**TASK OBJECTIVE:**
Throughout the records below, find each line holding "wing" and copy it.

**DATA RECORDS:**

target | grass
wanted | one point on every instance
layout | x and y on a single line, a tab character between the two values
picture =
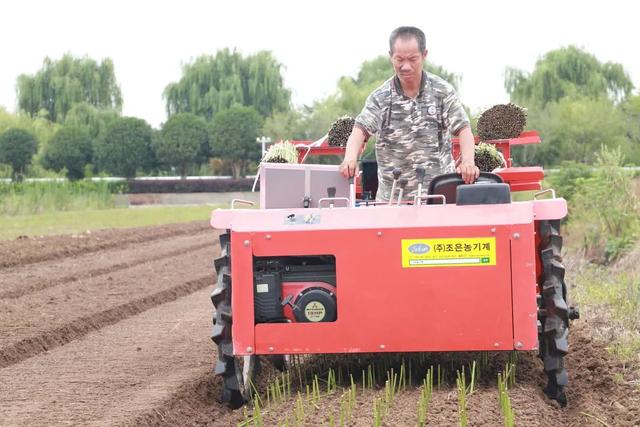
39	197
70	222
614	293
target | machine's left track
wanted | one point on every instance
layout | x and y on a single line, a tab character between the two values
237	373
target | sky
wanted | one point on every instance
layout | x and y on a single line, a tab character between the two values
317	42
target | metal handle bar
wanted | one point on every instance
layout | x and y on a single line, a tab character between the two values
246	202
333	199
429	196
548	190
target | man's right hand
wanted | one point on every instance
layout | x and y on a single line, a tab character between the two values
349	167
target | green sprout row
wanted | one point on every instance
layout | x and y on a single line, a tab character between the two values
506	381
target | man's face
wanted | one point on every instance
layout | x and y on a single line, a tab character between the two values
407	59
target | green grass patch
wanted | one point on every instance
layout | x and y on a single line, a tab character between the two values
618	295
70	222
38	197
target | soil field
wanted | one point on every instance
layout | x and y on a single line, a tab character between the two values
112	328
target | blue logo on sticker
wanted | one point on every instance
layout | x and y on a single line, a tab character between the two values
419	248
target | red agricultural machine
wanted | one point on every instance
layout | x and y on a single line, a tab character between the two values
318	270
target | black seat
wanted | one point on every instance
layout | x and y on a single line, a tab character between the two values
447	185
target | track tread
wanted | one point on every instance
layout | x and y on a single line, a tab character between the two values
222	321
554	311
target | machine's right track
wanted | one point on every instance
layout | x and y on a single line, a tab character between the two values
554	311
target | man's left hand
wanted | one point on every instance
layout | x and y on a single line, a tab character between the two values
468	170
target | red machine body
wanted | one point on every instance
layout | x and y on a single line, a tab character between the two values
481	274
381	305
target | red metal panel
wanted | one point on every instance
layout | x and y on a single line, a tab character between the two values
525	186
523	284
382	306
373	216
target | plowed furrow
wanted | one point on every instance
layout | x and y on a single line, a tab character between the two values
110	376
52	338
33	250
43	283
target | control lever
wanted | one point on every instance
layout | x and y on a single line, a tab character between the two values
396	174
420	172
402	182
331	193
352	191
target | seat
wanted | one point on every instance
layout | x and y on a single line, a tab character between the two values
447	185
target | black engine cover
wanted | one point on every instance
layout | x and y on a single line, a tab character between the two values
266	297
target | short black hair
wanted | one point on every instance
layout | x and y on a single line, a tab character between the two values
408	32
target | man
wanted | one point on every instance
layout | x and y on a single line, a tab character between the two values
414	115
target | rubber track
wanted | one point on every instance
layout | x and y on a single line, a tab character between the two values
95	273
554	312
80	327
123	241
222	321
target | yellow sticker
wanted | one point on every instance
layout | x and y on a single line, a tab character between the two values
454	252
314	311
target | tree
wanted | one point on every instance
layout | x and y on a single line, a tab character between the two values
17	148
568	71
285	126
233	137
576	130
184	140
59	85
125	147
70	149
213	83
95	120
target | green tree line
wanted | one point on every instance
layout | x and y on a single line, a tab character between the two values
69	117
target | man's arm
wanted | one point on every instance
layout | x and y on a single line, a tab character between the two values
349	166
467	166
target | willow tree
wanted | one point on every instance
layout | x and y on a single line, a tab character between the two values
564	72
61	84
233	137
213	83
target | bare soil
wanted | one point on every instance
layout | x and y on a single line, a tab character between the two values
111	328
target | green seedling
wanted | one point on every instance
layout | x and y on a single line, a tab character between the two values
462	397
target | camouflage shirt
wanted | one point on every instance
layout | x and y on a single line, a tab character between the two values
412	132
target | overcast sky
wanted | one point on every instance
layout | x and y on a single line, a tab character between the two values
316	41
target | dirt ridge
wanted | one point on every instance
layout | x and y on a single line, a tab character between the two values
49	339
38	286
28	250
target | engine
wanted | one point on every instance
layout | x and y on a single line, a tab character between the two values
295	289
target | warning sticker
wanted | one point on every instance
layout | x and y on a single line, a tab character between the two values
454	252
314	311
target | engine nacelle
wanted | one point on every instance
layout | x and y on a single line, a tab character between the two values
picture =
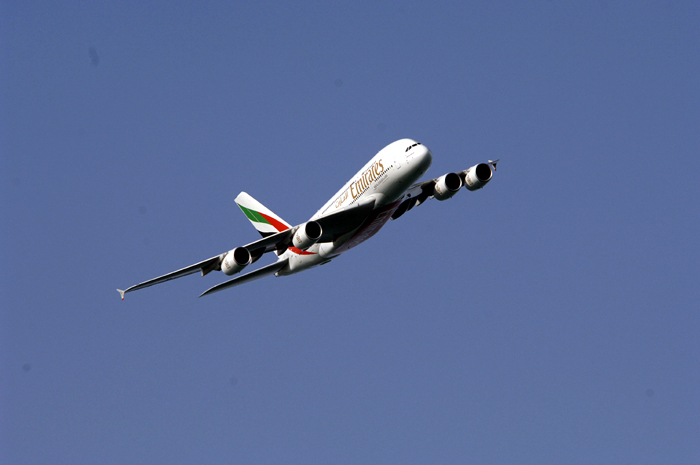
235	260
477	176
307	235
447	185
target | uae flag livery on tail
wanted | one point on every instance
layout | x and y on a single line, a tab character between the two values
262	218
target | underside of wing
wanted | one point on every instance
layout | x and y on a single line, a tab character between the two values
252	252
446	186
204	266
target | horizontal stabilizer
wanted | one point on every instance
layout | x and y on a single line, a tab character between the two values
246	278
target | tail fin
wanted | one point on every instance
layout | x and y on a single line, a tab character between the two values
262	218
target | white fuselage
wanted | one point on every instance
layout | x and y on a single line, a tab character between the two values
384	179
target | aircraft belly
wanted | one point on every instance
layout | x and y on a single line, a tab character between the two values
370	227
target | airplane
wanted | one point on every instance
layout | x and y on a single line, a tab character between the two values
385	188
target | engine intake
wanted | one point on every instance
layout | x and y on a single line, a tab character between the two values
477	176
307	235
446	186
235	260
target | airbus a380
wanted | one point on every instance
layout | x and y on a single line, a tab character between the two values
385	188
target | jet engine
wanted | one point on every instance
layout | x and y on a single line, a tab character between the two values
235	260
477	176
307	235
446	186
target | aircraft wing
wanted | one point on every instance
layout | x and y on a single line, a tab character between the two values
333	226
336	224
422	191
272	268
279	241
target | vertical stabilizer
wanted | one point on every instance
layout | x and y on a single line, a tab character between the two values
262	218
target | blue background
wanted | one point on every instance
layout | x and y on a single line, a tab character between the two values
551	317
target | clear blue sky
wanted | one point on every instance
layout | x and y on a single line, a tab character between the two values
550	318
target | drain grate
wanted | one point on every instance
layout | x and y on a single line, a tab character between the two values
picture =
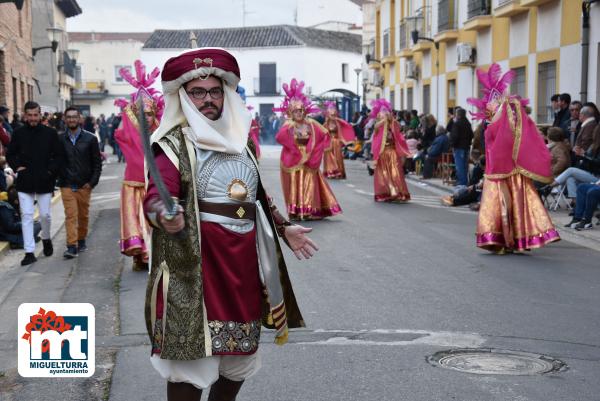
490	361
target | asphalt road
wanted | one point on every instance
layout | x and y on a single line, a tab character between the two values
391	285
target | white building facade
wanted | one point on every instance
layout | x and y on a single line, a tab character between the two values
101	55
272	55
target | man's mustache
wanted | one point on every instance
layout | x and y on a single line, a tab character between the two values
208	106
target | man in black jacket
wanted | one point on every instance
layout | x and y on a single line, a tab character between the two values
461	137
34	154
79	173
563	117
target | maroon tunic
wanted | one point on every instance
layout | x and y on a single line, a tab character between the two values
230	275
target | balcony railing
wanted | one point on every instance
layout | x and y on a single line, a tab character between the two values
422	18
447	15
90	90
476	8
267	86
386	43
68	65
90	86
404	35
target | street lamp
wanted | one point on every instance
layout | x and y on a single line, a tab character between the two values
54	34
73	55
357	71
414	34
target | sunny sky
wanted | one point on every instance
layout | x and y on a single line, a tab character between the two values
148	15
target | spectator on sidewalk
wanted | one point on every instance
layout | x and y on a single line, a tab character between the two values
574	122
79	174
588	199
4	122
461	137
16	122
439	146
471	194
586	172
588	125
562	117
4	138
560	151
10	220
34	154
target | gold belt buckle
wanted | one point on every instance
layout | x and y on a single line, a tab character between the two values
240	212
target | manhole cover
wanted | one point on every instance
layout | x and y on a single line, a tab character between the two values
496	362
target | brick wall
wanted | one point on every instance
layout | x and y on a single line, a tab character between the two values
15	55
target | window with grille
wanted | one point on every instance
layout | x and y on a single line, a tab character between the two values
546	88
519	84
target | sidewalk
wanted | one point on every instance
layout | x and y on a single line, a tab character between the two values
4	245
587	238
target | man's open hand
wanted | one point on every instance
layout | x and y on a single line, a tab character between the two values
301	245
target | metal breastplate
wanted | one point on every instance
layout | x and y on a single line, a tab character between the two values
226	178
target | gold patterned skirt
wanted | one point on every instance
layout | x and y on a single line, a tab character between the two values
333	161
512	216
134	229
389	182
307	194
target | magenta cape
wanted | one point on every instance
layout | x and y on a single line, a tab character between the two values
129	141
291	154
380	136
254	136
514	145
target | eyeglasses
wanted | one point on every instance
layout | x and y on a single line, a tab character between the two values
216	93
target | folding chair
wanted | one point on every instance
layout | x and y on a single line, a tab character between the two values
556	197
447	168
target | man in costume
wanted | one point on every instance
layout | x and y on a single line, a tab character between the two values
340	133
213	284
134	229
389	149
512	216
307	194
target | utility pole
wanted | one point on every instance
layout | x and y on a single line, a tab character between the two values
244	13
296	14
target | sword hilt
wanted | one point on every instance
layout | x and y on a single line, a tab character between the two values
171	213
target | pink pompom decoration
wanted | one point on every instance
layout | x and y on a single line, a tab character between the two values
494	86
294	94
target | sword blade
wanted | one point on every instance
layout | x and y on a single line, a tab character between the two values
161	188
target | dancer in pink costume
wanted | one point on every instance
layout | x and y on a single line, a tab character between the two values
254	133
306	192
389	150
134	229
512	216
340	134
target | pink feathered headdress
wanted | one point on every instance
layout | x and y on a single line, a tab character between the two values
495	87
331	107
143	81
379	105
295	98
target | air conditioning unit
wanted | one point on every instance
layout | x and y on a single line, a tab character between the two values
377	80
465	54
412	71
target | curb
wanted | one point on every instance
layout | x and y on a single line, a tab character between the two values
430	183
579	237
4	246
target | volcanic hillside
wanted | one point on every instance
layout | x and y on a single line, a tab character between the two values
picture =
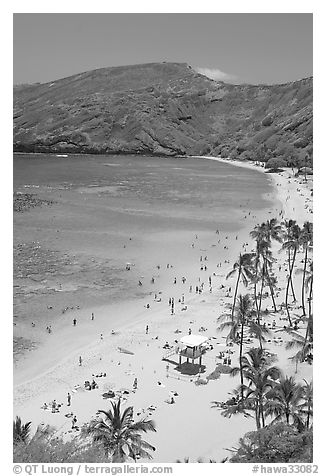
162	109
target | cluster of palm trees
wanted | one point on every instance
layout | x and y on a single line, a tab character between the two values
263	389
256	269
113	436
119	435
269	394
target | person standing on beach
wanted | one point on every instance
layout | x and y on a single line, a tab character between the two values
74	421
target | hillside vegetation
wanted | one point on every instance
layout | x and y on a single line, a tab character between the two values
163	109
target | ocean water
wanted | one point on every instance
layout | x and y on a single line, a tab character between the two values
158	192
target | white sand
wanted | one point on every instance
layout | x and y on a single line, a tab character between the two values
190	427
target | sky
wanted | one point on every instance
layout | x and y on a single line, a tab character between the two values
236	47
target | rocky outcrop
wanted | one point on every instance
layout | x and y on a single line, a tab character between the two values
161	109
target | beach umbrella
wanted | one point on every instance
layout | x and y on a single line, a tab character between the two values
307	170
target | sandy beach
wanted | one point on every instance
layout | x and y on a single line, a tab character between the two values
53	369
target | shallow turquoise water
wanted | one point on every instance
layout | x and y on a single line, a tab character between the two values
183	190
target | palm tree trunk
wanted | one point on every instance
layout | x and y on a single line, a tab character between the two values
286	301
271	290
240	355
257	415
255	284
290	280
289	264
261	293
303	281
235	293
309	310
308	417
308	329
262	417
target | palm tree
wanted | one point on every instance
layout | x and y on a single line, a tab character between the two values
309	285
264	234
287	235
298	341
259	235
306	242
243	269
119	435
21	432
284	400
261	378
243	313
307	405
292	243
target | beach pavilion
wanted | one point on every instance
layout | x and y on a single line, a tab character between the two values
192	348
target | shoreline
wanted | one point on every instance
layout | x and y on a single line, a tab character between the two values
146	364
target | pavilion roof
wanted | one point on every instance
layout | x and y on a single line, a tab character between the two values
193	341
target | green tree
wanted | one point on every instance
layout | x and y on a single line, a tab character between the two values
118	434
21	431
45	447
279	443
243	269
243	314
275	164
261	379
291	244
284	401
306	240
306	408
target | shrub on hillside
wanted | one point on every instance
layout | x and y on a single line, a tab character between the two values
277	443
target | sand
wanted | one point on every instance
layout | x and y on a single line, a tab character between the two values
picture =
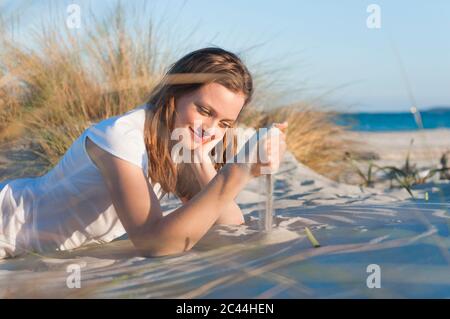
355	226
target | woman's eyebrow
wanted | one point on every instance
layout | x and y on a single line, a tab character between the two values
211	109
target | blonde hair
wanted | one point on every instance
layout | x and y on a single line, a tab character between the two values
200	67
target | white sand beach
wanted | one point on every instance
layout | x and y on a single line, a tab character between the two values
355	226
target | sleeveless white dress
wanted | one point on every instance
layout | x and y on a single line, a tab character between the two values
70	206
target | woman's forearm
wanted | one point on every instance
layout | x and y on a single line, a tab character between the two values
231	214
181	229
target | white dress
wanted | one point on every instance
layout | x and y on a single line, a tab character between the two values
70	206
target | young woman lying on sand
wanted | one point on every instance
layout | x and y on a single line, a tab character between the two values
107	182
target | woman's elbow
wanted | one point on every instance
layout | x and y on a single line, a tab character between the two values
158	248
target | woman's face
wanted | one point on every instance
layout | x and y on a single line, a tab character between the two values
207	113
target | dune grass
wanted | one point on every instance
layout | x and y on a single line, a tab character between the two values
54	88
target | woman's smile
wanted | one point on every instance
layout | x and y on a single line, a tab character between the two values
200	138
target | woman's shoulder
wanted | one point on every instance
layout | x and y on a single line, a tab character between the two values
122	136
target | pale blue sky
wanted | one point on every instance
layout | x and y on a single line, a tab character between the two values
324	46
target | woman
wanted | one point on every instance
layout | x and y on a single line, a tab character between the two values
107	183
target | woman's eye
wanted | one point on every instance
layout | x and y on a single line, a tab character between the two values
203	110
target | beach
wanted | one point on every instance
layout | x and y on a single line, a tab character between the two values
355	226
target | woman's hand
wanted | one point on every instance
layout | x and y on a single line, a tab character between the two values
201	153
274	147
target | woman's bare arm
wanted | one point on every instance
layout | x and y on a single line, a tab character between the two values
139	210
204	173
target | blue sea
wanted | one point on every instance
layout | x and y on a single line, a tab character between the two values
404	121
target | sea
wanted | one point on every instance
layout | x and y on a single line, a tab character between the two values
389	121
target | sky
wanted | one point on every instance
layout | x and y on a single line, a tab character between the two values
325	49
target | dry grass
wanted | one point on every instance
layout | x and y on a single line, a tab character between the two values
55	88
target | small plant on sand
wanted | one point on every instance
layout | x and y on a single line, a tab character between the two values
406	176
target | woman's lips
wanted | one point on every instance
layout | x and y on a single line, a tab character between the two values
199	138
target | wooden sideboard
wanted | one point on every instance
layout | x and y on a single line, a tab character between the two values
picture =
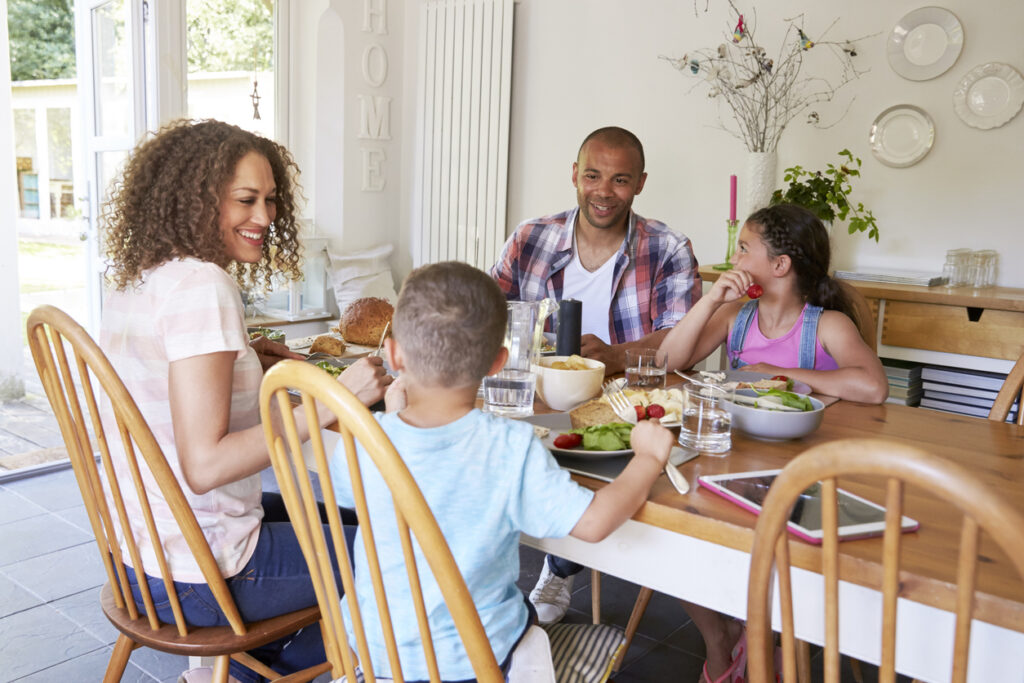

**SOLUTION TO THIS TASK:**
target | underside of wing
target | aircraft wing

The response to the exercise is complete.